→ **TASK DESCRIPTION**: An exact restatement of the data below, with the pictures removed, is the required answer.

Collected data
-*-*-

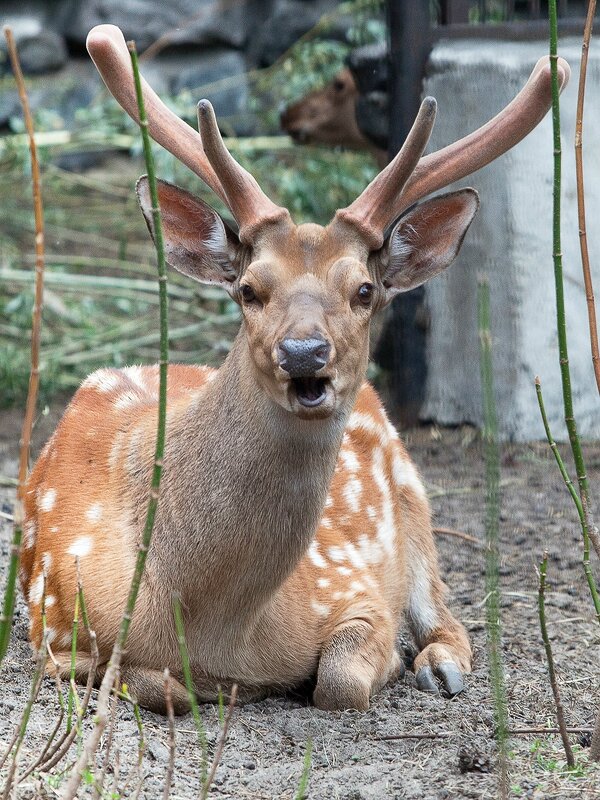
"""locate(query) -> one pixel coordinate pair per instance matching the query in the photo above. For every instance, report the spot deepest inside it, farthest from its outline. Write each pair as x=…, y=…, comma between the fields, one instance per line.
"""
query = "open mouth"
x=310, y=392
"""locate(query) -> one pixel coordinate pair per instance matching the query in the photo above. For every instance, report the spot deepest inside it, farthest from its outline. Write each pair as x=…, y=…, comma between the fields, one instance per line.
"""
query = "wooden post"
x=401, y=348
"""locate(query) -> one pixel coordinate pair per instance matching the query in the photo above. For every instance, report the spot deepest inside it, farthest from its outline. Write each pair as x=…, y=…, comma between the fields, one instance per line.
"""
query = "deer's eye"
x=365, y=294
x=247, y=293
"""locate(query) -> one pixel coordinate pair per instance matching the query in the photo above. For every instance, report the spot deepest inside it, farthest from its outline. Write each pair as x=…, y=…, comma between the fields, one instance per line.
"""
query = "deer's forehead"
x=307, y=253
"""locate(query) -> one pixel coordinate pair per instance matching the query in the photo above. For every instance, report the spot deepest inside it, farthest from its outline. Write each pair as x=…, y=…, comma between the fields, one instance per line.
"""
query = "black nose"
x=301, y=358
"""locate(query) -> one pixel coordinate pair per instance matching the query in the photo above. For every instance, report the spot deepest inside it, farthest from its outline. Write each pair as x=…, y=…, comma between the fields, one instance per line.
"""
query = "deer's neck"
x=245, y=484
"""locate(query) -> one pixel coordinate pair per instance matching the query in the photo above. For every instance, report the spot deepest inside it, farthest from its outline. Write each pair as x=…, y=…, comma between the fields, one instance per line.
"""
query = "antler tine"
x=479, y=148
x=107, y=48
x=466, y=156
x=249, y=204
x=370, y=211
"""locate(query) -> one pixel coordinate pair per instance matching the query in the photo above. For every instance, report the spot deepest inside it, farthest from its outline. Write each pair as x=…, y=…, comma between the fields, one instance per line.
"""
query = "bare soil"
x=351, y=757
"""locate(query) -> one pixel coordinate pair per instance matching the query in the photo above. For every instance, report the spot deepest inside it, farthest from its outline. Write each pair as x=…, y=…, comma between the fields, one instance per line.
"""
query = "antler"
x=455, y=161
x=237, y=188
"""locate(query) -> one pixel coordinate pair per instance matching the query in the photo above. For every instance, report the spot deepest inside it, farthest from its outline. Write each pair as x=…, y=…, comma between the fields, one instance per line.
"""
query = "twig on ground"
x=585, y=257
x=6, y=616
x=220, y=744
x=171, y=722
x=459, y=535
x=560, y=717
x=93, y=740
x=36, y=683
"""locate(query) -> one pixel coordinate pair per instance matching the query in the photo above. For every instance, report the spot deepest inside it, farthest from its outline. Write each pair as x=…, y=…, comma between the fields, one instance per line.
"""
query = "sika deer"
x=291, y=520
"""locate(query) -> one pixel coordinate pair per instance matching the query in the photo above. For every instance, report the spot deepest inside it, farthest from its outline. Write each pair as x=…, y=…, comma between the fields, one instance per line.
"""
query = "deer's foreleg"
x=445, y=652
x=357, y=660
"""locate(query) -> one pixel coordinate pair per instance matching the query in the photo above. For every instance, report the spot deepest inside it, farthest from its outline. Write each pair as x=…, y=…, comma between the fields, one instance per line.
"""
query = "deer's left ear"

-*-*-

→ **ANSWER TO THIS PROBLEM**:
"""locate(query) -> one pixel coordinate pair per instance matching the query in the photo above. For every instance, report the spot deepest inside it, farthest from its outline. Write each pair as x=…, y=…, comma between the fields, one instance per line.
"""
query = "open mouth"
x=310, y=392
"""locate(query) -> one pixel coordinate pair per instance matching the query in the photo above. For every instance, report the spot deepest inside it, farthest from its outline. Write each pair as x=…, y=…, comma between the fields, one instance per line.
"""
query = "wooden post"
x=401, y=348
"""locate(query) -> one pixel coordinate pair per instance matching the query in the photo above. For every instance, report the spot deepest inside it, farthest from its outline. Write each pair as x=…, y=…, comma between the fields, one instance per line.
"""
query = "deer's eye"
x=365, y=294
x=247, y=293
"""locate(query) -> one pixel coordinate pair per instance matching the query in the photo above. For every instance, report the spot deepest inside it, farthest from its outline. Write each pair as x=…, y=…, comma between the fields, one instance per line.
"""
query = "deer's forehead"
x=307, y=253
"""locate(query) -> one pixel coordinate pair per instance matching the query in the photo above. For every instance, report the spot deepest inside it, farthest from its outline. Write each pair as x=…, y=…, comma between the fields, one instance per line.
"""
query = "black nose"
x=301, y=358
"""locate(query) -> one pixel coordinate pair per instance matching the query in the photo above. For every instance, report the spot deepest inside it, farthest from its outline. Write each pair as x=…, y=…, comma between the fields, one instance per line.
"""
query = "deer's neck"
x=245, y=484
"""locate(query) -> one pixel coordinate pair per instance matching the query in the photo above. For every instance, report the spot deepest inside it, farthest from its outline. Write each pair as x=…, y=…, comma between the fields, one instance per line.
"""
query = "antler tine"
x=479, y=148
x=107, y=48
x=466, y=156
x=249, y=204
x=370, y=211
"""locate(query) -> one pixel coordinate pair per instance matching the query in the photo above. For every instance, report the spot deepest inside it, farthest from its outline. Write each pair as x=…, y=…, comma between the fields, one instance per line.
"""
query = "bare soil"
x=351, y=757
"""locate(query) -> one pixel coordinate pair per instance matching the query in the photo above. For every instance, report the spot deepest inside it, farthest from its outline. Write each pair as x=…, y=…, comma between the fields, one instance per line.
"""
query = "antler"
x=455, y=161
x=237, y=188
"""locate(query) -> one pixel coordinate pair per instance matching the query in the photo above. For every instance, report the spot deepest inside it, farthest from its outline. Write each pair as x=…, y=…, comma between the fields, one instance per line.
"""
query = "twig on ground"
x=585, y=257
x=6, y=616
x=220, y=744
x=171, y=722
x=459, y=535
x=560, y=717
x=93, y=740
x=36, y=683
"""locate(query) -> one pixel coordinate pair per instance matching the query in the photo above. For every instance, report the spot deepest inside it, farthest from its outline. Write each pair as x=…, y=…, comma between the fields, one instance per line.
"""
query = "sika deer"
x=291, y=520
"""locate(query) -> one pixel coordinate pair per instance matching the query in the photo above. For every instance, report the spot deepest inside it, farthest from its outline. Write each pair as x=…, y=…, comma between the fields, one instance per line.
"""
query = "deer's foreleg"
x=445, y=652
x=357, y=660
"""locate(query) -> one pixel coordinate pair per instance matching the query in the photo above. For every instance, report the spot deepest inside it, farthest from its outline. Write each pair as x=…, y=…, comma between the fields, one instance per line.
"""
query = "deer's left ear"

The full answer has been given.